DATA LISTING start

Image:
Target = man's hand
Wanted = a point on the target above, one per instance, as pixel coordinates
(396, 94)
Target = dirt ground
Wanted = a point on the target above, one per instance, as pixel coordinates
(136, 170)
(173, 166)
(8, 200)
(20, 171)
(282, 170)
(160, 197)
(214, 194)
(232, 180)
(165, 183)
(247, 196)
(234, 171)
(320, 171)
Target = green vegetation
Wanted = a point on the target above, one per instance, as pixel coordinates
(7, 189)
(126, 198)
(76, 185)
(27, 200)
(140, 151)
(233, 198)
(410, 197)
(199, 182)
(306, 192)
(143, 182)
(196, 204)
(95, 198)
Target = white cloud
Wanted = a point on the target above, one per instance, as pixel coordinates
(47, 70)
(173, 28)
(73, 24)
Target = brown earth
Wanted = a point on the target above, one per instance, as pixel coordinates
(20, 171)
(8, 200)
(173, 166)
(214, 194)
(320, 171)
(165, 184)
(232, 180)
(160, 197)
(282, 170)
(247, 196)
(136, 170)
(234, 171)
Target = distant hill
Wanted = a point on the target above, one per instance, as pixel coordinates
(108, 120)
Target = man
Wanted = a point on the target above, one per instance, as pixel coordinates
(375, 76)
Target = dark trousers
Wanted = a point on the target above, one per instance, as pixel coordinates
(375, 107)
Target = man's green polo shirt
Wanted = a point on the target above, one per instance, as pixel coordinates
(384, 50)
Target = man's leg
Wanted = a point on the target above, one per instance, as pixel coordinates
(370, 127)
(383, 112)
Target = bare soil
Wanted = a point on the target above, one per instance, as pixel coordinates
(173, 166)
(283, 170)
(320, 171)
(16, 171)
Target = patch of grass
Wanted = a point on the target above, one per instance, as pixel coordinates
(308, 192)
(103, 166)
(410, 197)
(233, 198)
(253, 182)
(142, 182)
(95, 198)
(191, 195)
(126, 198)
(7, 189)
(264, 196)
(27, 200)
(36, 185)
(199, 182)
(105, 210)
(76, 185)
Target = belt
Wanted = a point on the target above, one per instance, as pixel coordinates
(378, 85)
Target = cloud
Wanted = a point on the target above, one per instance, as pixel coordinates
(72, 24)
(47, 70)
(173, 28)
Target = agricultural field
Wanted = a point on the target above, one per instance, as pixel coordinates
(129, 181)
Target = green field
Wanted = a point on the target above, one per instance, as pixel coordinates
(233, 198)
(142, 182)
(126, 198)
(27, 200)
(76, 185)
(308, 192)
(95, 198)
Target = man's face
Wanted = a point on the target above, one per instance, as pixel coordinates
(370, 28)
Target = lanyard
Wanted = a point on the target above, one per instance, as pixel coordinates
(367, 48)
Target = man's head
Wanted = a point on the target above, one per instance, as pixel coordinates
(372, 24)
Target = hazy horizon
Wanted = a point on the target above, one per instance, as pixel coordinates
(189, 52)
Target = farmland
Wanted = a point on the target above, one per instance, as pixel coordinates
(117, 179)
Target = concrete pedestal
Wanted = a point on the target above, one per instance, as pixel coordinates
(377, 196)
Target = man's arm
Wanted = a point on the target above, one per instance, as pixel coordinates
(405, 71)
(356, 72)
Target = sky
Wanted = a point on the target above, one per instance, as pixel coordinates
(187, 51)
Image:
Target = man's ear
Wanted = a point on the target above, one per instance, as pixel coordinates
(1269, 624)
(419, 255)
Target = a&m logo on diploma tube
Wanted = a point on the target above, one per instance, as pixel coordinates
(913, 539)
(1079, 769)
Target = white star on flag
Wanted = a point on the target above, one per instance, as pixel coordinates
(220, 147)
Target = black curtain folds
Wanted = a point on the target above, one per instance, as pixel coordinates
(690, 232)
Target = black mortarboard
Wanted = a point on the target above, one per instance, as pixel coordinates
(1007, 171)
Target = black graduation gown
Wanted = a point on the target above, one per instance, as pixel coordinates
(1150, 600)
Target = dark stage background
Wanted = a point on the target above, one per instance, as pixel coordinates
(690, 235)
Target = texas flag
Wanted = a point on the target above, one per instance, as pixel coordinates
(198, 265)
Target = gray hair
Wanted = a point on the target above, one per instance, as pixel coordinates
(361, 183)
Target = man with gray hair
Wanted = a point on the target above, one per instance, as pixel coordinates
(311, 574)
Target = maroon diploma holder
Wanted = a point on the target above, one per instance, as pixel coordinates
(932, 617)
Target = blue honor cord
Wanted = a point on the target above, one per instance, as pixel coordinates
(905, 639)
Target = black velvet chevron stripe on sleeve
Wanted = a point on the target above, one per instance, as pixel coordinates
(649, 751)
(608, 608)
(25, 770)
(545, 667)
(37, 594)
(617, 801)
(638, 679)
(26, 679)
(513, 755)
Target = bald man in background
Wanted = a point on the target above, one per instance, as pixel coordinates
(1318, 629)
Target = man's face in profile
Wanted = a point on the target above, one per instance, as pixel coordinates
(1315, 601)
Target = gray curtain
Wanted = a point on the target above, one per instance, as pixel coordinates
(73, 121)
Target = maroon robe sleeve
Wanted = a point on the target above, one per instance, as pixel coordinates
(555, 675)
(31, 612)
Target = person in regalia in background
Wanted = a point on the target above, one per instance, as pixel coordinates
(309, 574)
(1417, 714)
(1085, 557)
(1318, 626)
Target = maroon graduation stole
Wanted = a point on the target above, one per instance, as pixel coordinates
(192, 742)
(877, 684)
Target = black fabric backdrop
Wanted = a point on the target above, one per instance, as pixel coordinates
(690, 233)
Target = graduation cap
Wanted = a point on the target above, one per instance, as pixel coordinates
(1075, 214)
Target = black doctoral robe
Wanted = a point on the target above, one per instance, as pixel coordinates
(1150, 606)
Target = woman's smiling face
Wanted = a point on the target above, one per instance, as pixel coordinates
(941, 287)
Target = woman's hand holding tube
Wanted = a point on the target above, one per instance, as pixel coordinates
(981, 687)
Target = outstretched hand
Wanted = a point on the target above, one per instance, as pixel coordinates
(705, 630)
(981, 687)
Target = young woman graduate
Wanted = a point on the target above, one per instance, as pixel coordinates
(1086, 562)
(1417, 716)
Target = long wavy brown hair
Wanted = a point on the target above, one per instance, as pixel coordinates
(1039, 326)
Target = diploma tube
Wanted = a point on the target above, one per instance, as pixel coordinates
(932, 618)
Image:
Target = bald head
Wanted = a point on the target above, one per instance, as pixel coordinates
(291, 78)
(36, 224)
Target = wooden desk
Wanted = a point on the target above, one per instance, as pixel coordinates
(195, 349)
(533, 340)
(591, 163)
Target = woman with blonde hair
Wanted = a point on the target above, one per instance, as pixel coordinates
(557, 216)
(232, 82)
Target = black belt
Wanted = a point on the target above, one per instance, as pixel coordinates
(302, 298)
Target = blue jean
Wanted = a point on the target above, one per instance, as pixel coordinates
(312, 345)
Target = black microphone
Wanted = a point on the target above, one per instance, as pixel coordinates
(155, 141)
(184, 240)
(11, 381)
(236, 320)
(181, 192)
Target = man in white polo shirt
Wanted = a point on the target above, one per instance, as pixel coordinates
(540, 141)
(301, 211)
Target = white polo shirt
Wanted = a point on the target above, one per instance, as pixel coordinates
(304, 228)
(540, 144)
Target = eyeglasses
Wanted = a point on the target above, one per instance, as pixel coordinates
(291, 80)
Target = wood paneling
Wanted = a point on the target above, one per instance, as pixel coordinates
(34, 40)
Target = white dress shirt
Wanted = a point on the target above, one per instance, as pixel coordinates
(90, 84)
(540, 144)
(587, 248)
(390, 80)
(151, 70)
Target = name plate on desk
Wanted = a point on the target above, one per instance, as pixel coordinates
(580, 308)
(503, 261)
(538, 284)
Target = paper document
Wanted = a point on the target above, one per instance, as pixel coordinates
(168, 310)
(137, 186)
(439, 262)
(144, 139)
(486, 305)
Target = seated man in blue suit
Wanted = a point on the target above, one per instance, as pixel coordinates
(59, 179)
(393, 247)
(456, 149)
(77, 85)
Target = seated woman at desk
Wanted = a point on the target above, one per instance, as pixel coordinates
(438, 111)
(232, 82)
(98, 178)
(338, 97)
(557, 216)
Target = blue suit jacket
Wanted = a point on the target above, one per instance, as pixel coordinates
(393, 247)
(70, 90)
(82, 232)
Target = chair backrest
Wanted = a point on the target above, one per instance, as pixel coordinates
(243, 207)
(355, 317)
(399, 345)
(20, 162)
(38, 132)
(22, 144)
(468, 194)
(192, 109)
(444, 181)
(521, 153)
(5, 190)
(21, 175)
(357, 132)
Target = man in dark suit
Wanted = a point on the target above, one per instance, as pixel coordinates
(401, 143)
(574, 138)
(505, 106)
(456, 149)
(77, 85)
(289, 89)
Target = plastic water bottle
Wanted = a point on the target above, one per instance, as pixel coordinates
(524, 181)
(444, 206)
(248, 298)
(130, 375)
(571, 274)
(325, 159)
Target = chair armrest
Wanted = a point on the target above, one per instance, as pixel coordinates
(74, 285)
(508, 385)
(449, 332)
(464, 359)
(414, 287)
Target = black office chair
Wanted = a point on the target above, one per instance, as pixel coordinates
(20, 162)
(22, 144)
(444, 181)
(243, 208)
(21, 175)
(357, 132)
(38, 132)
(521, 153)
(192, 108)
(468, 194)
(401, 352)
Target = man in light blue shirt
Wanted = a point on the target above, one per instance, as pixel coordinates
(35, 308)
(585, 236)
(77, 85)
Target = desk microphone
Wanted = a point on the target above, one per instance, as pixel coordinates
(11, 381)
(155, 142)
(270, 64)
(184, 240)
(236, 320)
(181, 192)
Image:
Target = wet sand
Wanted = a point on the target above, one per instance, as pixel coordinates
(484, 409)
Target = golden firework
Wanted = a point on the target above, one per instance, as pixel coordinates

DATA LISTING end

AIM
Reproduce only those lines of the entries above that run from the line with "Target = plastic water bottle" to the final line.

CORRECT RESULT
Target = plastic water bottle
Wanted = a point on the target above, one per instance, as pixel coordinates
(524, 181)
(444, 206)
(248, 298)
(130, 375)
(571, 274)
(325, 159)
Target = chair armrest
Wanted = a point on the target above, one per instance, as pixel coordinates
(74, 285)
(508, 385)
(449, 332)
(464, 359)
(414, 287)
Target = black office chair
Wanted = a point on the target above, one per instance, as pixel coordinates
(20, 162)
(22, 144)
(444, 181)
(243, 208)
(21, 175)
(357, 132)
(38, 132)
(521, 153)
(192, 108)
(468, 194)
(401, 352)
Target = man in light blue shirt
Wanted = a point on the target above, one per instance, as pixel coordinates
(35, 308)
(585, 236)
(77, 85)
Target = desk microphone
Wanted = a point on the target above, one per instance, as pixel coordinates
(11, 381)
(155, 142)
(270, 64)
(184, 240)
(236, 320)
(181, 192)
Image:
Target = wet sand
Wanted = a point on the target above, one per instance, as pixel coordinates
(484, 409)
Target = golden firework
Wanted = a point on the target above, one per instance, as pixel coordinates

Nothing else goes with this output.